The Congressional Budget Office (CBO), upon request from top Democrats, revealed that the law’s provisions will result in an average annual gain of $13,600 over the next decade for the top 10 percent of earners, whereas the bottom 10 percent will face an average yearly loss of $1,200.

Speaker Mike Johnson (R-La.) is seen after signing the One Big Beautiful Bill Act at an enrollment ceremony on July 3, 2025. (Greg Nash/The Hill)
Speaker Mike Johnson (R-La.) is seen after signing the One Big Beautiful Bill Act at an enrollment ceremony on July 3, 2025. (Greg Nash/The Hill)

The findings contradict claims by President Trump and other Republicans that the extensive domestic policy package would uplift workers across all income levels. Democrats have seized on the report to argue that the legislation was always intended to favor the wealthiest individuals at the expense of the working poor.

“They just confirmed Trump is enriching his billionaire friends at the expense of American families,” stated Rep. Brendan Boyle (Pa.), the leading Democrat on the House Budget Committee, on social platform X following the release of the CBO report.

_Listed records:_
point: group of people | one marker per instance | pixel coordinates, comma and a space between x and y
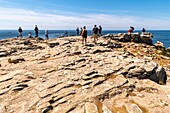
30, 34
131, 30
83, 32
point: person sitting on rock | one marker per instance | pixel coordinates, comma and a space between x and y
29, 35
84, 35
95, 33
143, 30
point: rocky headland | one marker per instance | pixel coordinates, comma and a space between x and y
117, 75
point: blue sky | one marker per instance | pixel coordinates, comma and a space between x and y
69, 14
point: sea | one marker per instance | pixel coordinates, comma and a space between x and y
161, 35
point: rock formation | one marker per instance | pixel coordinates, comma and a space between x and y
63, 76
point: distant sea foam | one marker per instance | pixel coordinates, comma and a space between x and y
162, 35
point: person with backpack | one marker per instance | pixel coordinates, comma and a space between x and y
36, 31
95, 33
46, 34
100, 30
84, 35
20, 31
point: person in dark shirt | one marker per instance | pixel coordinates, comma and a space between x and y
77, 31
20, 31
100, 30
36, 31
84, 35
46, 34
143, 30
95, 33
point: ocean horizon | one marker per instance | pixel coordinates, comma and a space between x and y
162, 35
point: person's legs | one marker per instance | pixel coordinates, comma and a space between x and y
95, 38
36, 33
85, 40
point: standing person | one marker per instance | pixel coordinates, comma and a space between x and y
46, 34
81, 30
20, 31
77, 31
95, 33
143, 30
84, 35
100, 30
36, 31
29, 35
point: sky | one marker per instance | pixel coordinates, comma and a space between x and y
70, 14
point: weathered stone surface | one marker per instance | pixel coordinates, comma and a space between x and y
73, 78
90, 108
16, 60
53, 44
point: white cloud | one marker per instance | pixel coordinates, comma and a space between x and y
13, 18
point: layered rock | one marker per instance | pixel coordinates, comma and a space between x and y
63, 76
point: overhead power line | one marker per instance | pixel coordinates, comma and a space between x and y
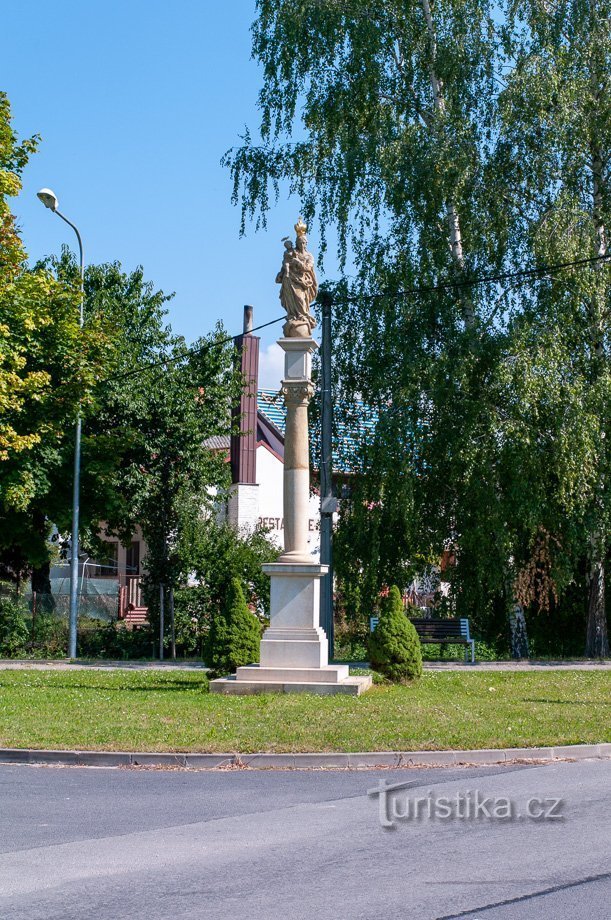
523, 274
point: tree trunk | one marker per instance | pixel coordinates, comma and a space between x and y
452, 215
597, 637
519, 634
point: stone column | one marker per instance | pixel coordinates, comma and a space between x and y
297, 389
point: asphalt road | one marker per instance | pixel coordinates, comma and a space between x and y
154, 845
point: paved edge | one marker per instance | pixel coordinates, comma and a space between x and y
345, 761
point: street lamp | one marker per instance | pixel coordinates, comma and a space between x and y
49, 199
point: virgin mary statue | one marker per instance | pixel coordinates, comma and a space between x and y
298, 285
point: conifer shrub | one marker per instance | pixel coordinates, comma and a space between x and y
234, 634
394, 646
14, 633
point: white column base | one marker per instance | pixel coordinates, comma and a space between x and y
294, 650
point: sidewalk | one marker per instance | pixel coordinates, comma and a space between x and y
64, 664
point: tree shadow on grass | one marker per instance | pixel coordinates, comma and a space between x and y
570, 702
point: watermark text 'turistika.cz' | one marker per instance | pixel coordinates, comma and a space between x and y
395, 806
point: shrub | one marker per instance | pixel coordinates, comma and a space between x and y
234, 634
394, 646
14, 634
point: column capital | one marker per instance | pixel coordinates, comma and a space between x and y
297, 392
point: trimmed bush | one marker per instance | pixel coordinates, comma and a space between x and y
394, 646
14, 633
234, 634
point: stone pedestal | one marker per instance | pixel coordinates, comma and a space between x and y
294, 650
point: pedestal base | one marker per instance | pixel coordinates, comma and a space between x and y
294, 650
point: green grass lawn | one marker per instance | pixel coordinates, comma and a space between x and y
174, 711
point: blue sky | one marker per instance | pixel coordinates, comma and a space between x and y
136, 102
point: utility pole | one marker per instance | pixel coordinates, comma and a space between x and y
328, 504
49, 199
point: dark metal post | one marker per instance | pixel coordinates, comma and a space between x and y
161, 622
172, 624
327, 502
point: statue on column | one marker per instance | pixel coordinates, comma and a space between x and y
298, 285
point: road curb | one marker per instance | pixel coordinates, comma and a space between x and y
338, 761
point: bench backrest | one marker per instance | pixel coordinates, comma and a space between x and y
441, 629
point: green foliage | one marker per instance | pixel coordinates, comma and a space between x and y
390, 123
14, 633
394, 646
114, 641
234, 635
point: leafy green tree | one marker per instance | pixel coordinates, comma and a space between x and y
233, 640
394, 646
48, 369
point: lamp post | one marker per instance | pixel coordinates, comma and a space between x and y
49, 199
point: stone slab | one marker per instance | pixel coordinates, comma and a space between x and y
329, 674
352, 686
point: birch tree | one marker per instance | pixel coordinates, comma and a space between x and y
381, 118
557, 122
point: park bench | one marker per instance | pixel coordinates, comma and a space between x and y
441, 631
134, 617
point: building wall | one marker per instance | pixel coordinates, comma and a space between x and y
270, 471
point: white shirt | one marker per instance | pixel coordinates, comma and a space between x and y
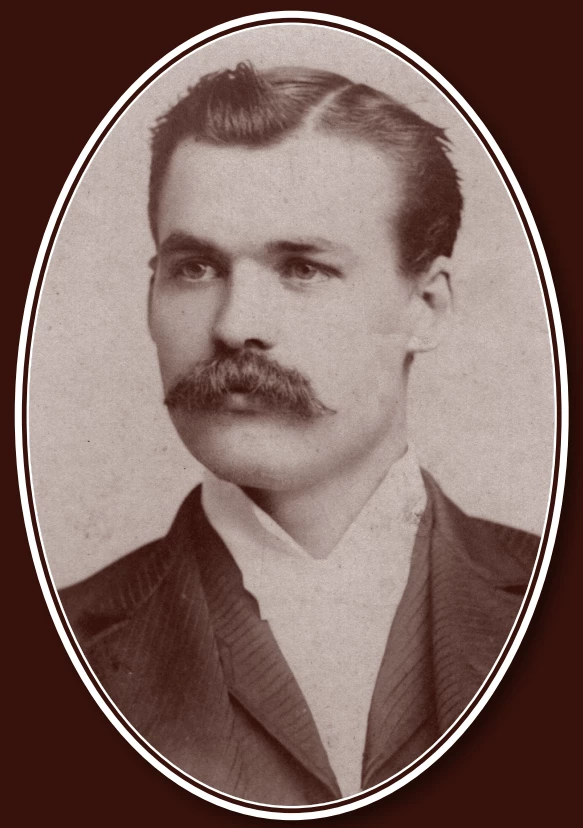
330, 617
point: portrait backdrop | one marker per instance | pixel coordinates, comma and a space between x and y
109, 471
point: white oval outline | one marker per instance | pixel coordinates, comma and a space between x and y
499, 669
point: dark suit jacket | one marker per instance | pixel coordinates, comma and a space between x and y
179, 646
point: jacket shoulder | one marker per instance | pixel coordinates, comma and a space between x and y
501, 553
104, 600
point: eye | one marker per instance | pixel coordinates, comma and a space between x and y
194, 270
302, 270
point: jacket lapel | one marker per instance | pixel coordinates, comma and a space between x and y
256, 672
472, 612
402, 716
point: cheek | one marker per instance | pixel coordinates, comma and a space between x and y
181, 333
355, 357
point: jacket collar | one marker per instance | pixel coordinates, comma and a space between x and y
445, 637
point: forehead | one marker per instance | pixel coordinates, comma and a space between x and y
309, 184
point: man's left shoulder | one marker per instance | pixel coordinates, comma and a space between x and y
502, 553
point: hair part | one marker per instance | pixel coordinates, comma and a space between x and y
244, 107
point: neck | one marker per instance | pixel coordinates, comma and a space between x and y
317, 516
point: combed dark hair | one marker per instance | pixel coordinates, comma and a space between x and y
254, 109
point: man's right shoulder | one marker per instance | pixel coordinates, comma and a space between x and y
107, 598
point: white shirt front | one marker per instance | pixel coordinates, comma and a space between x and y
330, 617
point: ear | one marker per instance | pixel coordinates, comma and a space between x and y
153, 264
433, 306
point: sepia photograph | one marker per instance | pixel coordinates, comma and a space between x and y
292, 416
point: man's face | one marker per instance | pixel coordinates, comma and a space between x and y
286, 251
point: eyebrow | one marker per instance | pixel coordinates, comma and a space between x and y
180, 242
311, 245
185, 242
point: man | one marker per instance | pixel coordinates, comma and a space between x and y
319, 613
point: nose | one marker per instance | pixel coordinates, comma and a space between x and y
246, 316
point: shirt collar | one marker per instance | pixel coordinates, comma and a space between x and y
400, 498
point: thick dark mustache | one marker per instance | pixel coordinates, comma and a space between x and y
284, 390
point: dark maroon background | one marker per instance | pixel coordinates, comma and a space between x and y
516, 764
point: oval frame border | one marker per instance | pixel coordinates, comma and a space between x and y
561, 423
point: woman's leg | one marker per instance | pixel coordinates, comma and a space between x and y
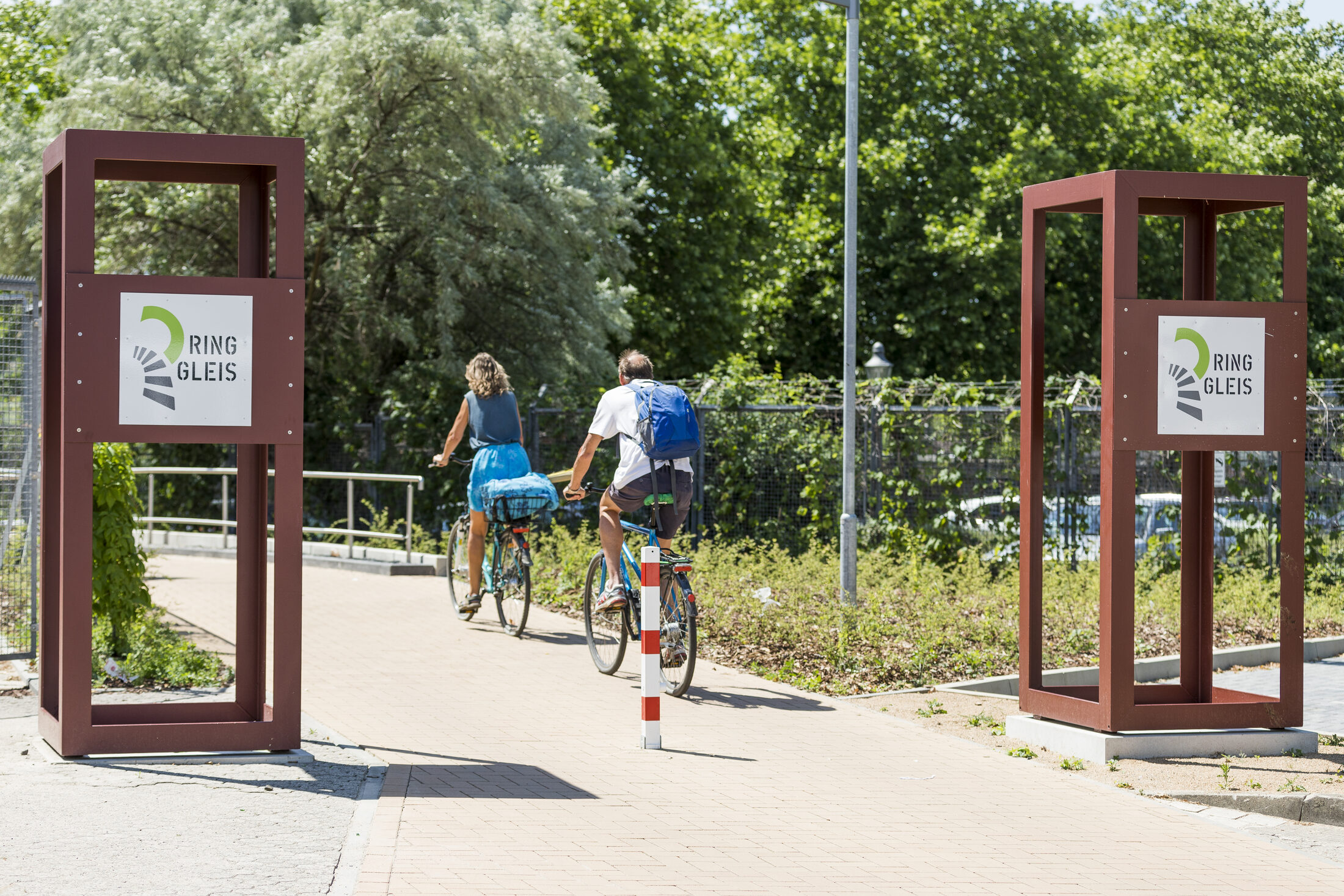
476, 550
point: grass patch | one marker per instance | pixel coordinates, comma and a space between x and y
156, 657
930, 710
918, 624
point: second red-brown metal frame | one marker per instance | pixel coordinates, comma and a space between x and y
1117, 703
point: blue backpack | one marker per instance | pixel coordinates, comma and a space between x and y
667, 426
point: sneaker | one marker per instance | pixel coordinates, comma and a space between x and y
612, 598
674, 656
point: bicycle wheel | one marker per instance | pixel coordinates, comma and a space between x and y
513, 589
459, 567
676, 637
605, 630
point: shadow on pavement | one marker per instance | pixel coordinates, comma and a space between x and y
554, 637
756, 699
491, 781
707, 756
313, 777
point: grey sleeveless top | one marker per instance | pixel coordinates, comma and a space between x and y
494, 420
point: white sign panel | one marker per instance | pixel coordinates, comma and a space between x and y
186, 360
1211, 375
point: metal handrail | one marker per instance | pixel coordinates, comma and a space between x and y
224, 523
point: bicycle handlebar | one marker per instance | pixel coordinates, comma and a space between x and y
455, 460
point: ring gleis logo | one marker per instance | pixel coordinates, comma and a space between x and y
1185, 381
151, 362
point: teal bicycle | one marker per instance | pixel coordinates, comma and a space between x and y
610, 632
507, 567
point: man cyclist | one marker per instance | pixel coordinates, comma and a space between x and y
617, 414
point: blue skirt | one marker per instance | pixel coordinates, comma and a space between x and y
495, 462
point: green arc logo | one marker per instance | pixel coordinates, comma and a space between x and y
1181, 333
177, 338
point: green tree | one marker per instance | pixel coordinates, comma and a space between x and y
676, 76
120, 594
455, 197
29, 56
964, 104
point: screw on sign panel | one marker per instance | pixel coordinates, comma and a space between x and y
651, 657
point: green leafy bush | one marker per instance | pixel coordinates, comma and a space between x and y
131, 643
153, 655
120, 594
918, 622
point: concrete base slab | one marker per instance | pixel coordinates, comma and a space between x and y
280, 757
1096, 746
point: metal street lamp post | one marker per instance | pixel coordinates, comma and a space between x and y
849, 522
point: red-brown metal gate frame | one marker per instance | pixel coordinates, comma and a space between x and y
79, 407
1128, 425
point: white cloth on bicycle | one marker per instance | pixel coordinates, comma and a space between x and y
617, 413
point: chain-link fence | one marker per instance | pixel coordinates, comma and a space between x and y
938, 462
938, 470
19, 459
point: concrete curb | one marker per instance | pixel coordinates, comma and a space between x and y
1155, 668
1318, 809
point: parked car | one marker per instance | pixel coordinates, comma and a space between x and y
1073, 528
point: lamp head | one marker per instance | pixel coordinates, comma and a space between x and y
878, 367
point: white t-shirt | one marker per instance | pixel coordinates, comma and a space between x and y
617, 413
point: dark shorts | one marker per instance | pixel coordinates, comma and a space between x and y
630, 500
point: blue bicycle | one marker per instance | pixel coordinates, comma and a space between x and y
610, 632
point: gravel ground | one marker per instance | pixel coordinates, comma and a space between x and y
183, 829
1319, 771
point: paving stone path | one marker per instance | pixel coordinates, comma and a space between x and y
170, 829
514, 770
1323, 691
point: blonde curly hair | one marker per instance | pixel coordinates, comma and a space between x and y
487, 378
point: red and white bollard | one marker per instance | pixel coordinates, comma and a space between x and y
651, 649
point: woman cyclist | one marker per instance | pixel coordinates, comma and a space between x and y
491, 412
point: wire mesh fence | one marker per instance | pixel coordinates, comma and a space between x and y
938, 462
19, 470
938, 472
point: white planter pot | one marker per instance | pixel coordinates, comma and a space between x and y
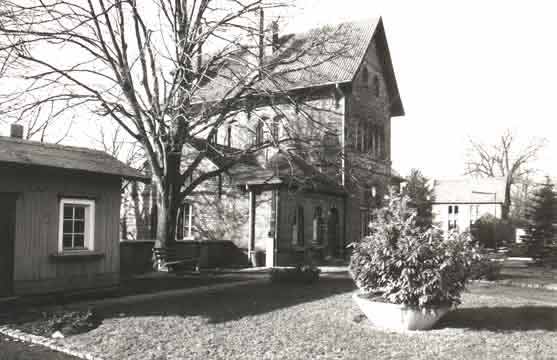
399, 317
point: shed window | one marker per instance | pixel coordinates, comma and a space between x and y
77, 225
184, 223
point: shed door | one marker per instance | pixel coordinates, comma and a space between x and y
7, 235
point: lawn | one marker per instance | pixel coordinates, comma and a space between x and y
265, 321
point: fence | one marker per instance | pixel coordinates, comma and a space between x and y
136, 255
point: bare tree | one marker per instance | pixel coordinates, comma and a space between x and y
504, 159
146, 66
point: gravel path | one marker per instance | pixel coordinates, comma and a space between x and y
12, 349
317, 322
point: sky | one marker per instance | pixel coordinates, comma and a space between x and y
465, 69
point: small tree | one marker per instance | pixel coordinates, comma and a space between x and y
541, 216
421, 197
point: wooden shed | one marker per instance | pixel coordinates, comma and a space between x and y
59, 217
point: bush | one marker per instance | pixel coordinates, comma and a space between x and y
406, 264
304, 274
492, 232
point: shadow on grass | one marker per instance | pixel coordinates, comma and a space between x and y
234, 303
502, 318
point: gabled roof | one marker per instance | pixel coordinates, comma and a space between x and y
328, 55
32, 153
470, 190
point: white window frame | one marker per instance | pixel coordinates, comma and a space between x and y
189, 235
89, 235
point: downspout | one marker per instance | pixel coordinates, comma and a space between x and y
342, 94
276, 234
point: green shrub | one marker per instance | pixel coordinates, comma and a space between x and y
406, 264
304, 274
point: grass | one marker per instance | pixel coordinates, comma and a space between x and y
320, 321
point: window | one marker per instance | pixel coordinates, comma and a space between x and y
275, 129
365, 77
318, 226
184, 223
365, 221
298, 227
259, 133
229, 136
77, 225
213, 137
376, 86
219, 186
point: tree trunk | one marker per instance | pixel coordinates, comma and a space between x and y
168, 201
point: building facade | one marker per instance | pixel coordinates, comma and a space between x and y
59, 212
460, 202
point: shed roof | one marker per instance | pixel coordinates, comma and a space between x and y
470, 190
33, 153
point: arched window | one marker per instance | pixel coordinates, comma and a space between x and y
184, 222
298, 227
259, 133
365, 77
229, 136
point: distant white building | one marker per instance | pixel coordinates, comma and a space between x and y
461, 201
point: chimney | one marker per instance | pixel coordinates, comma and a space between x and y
16, 131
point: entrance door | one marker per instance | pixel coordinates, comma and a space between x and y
332, 233
7, 235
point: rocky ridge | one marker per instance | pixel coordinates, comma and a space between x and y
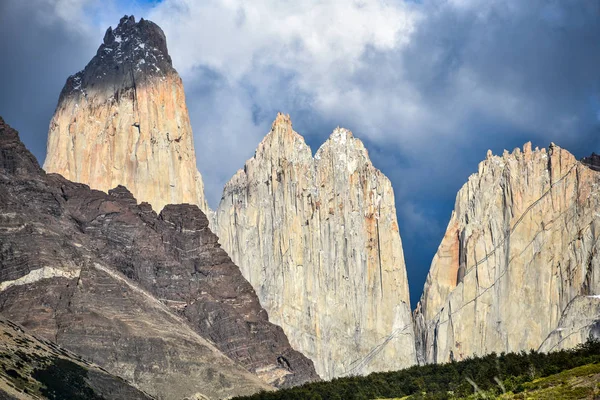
151, 298
123, 120
318, 240
518, 266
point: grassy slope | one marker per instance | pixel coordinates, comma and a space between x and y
573, 384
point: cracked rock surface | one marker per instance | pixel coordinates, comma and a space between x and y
318, 239
518, 267
151, 298
123, 120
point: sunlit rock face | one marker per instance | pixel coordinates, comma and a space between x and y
150, 297
318, 239
518, 267
123, 120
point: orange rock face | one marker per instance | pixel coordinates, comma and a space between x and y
123, 120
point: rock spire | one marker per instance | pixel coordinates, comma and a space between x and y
518, 267
318, 240
123, 120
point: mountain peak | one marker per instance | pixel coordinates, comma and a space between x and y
131, 53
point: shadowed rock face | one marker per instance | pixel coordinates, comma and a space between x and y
518, 267
123, 120
151, 298
33, 368
318, 239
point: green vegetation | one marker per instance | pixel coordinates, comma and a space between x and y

_What you need to do:_ Reproduce word for word everything from "The Congressional Budget" down to "the working poor." in the excerpt about the CBO report. Rely only on the excerpt about the CBO report.

_Solution for this problem:_
The Congressional Budget Office (CBO), upon request from top Democrats, revealed that the law’s provisions will result in an average annual gain of $13,600 over the next decade for the top 10 percent of earners, whereas the bottom 10 percent will face an average yearly loss of $1,200.

Speaker Mike Johnson (R-La.) is seen after signing the One Big Beautiful Bill Act at an enrollment ceremony on July 3, 2025. (Greg Nash/The Hill)
Speaker Mike Johnson (R-La.) is seen after signing the One Big Beautiful Bill Act at an enrollment ceremony on July 3, 2025. (Greg Nash/The Hill)

The findings contradict claims by President Trump and other Republicans that the extensive domestic policy package would uplift workers across all income levels. Democrats have seized on the report to argue that the legislation was always intended to favor the wealthiest individuals at the expense of the working poor.